▶ Task requirements: Your reply should reproduce all the data below exactly while excluding the pictures.

Point-per-instance localization data:
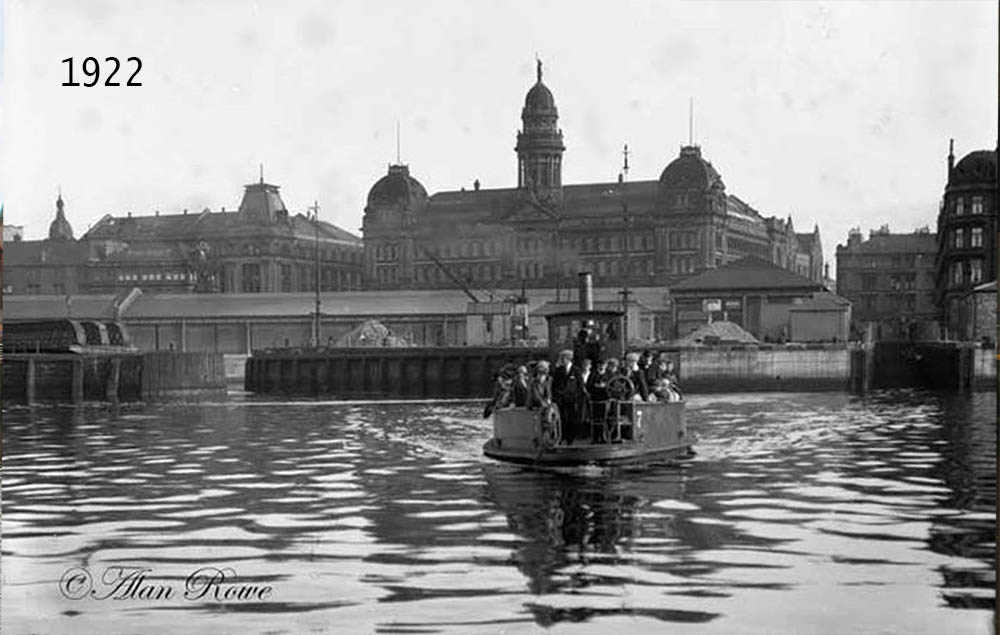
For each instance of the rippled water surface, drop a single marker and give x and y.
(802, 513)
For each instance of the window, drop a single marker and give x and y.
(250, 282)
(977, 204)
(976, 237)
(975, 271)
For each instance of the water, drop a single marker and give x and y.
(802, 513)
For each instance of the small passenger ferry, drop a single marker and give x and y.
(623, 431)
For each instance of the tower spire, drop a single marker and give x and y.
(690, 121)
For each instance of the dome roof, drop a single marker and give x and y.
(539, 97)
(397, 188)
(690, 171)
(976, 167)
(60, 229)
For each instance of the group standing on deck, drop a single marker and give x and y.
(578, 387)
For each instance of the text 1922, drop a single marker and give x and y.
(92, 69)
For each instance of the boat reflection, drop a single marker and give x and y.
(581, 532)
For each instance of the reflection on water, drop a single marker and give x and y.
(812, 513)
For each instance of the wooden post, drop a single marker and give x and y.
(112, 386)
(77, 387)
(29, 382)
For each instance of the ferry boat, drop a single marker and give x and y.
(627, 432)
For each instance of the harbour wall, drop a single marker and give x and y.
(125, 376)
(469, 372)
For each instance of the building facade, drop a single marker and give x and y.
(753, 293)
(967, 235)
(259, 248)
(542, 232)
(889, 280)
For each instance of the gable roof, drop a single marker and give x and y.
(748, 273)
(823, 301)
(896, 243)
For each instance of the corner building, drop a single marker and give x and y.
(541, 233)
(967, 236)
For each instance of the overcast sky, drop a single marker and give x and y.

▶ Result of the task:
For each instance of the rippled water surface, drop a single marker and give x and y.
(802, 513)
For each instance of the window, drop a single marker and give x and y.
(250, 282)
(977, 204)
(976, 237)
(975, 271)
For each instance of the water, drop a single marker and give x and y.
(802, 513)
For each instance of the small passenger ferry, drop a single marker and give x and y.
(623, 431)
For each instance of the tower spire, drop a single marker and give x and y.
(690, 121)
For each instance of the dome roof, drop a single marker and give x and y.
(539, 97)
(397, 188)
(690, 171)
(976, 167)
(60, 229)
For each instance of the group standing on deck, drop a single marker and give x and y.
(578, 387)
For each instance of the text 1922, drop a single marker and give x and y.
(92, 69)
For each instance of the boat reflection, drop a single marker and give x and y.
(581, 532)
For each instance of the reflection on water, drop a single marker and give x and y.
(812, 513)
For each instance of the wooden post, drop a single marker and give x and y.
(112, 386)
(77, 387)
(29, 382)
For each instance of the ferry boat, drop a single marker and give x and y.
(627, 432)
For each instance of the harbour wall, drop a single marker and give x and y.
(125, 376)
(469, 372)
For each instance of the building facade, drop a single marker and give x and y.
(753, 293)
(967, 235)
(259, 248)
(542, 232)
(889, 280)
For each instance of the gable roof, drop a single marker and give x and y.
(748, 273)
(823, 301)
(896, 243)
For each instance of the corner building, drop a single marker and give x and y.
(541, 233)
(967, 236)
For each instance of the overcast sky, drop a single marker and give x and y.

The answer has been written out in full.